> **Consigne 1**
Citez fidèlement le passage de l'article sur la reprise de la papeterie, en commençant par « L’opération a été » et en allant jusqu'à « précise le syndicaliste. ».
> **Consigne 2**
Écrivez la suite de l'article sur la reprise de la papeterie à partir de sa dernière phrase.

> **Bloc de texte**
* * * * *

L’accord prévoit que le conseil général rachète dans le courant décembre à M-Real, pour 22 millions d’euros, l’ensemble du site qu’il partagera aussitôt en trois lots. Le premier sera revendu à Double A, qui veut relancer la fabrication d’origine de l’usine, les ramettes de papier A4, et le deuxième à Neoen, qui exploitera la centrale fournissant l’énergie aux machines.

Quant au troisième lot, il sera remis à un établissement foncier, en attendant d’être aménagé pour accueillir d’autres activités, notamment un port fluvial en bord de Seine.

Les premiers salariés devraient être embauchés en janvier pour un redémarrage des installations en mai ou juin, selon l’intersyndicale CGT-CFE/CGC. Quelque 150 à 200 salariés devraient être repris dans un premier temps. L’effectif pourrait être porté à 250 salariés à moyen terme, alors que la papeterie comptait 330 emplois au moment de la fermeture. “Ce qui nous intéresse, c’est que des projets industriels vont pouvoir à nouveau se développer sur le site”, a indiqué M. Lardeur.

L’opération a été facilitée par la qualité de l’outil industriel qui est, selon l’intersyndicale, l’un des plus performants en Europe. “L’usine a fermé ses portes, non parce qu’elle était obsolète, mais parce que M-Real voulait recentrer ses activités sur le carton d’emballage”, a précise le syndicaliste.

* * * * *

> **Informations fournies**
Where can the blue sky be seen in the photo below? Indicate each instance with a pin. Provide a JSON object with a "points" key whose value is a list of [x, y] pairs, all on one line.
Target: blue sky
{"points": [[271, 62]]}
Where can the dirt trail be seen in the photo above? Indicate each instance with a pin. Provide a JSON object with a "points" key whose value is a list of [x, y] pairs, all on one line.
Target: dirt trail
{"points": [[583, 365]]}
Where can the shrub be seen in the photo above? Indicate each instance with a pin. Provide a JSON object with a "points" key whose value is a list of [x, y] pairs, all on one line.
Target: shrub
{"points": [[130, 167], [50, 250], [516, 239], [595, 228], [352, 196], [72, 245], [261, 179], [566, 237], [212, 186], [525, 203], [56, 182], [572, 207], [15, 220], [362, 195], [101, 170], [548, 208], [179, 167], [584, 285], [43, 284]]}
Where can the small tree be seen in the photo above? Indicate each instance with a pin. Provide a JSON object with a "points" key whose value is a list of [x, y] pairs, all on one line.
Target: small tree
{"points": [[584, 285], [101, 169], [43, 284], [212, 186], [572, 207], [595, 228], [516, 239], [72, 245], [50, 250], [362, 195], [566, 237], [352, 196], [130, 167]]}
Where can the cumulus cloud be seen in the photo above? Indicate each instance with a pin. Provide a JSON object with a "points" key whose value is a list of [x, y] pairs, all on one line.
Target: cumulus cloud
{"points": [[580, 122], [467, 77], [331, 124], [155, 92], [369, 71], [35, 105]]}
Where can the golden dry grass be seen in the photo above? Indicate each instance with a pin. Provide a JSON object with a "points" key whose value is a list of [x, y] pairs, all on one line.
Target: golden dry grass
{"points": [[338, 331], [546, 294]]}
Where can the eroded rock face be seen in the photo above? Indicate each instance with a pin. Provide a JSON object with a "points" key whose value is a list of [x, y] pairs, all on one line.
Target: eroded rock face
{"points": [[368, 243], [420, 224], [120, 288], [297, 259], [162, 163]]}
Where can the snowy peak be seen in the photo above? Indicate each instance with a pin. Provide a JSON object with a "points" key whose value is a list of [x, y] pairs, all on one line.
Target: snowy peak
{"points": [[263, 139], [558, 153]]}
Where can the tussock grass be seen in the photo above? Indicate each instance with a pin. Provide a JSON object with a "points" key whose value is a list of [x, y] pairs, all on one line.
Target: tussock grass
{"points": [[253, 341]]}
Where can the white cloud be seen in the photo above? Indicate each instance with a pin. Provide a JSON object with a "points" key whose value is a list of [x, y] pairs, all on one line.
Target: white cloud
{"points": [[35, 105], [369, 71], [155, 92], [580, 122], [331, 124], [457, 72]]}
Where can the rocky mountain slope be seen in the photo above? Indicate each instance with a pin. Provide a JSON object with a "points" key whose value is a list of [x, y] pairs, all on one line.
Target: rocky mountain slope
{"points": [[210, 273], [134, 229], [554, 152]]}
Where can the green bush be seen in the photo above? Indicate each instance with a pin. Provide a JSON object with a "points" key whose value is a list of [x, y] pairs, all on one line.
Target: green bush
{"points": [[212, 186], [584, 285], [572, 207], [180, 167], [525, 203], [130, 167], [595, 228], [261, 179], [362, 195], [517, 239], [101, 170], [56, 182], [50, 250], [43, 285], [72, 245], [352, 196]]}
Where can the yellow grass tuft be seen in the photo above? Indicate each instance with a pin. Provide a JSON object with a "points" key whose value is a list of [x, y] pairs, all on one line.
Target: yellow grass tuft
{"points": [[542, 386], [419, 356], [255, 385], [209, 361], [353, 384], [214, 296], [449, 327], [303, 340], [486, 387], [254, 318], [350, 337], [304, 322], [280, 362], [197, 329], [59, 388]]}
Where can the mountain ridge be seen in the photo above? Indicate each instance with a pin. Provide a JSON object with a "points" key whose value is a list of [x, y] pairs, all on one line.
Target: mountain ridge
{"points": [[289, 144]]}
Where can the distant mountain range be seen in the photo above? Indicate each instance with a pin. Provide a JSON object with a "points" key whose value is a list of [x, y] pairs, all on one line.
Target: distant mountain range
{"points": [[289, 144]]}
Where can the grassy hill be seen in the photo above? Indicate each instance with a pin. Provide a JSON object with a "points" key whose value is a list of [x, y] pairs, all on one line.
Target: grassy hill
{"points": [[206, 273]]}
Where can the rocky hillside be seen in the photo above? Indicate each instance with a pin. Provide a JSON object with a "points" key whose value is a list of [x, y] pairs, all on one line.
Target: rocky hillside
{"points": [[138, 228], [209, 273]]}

* * * * *

> **Réponse rédigée 1**
L’opération a été facilitée par la qualité de l’outil industriel qui est, selon l’intersyndicale, l’un des plus performants en Europe. “L’usine a fermé ses portes, non parce qu’elle était obsolète, mais parce que M-Real voulait recentrer ses activités sur le carton d’emballage”, a précise le syndicaliste.

> **Réponse rédigée 2**
M. Destans a qualifié ce projet d'”exemplaire” en matière d’intervention des collectivités dans l’économie. Mais ce cas n’a toutefois pas vocation à “être transposable à l’identique” ailleurs, a-t-il jugé.

De son côté, le président de l’Assemblée des départements de France (ADF), Claudy Lebreton (PS), a assuré que ce genre d’intervention est plus fréquent qu’on ne le pense. “Cela se fait en totale discrétion pour le bien des entreprises”, a-t-il déclaré, estimant qu’il faut “s’inspirer d’un tel exemple tout en sachant que cela ne pourra pas marcher partout”.

Dans le département voisin de la Seine-Maritime, le conseil général est allé plus loin au début des années 2000 en prenant le contrôle d’une partie du port britannique de Newhaven, dont il est toujours propriétaire. L’objectif, tenu jusqu’à ce jour, était de pérenniser la ligne de car-ferries Dieppe-Newhaven menacée de fermeture.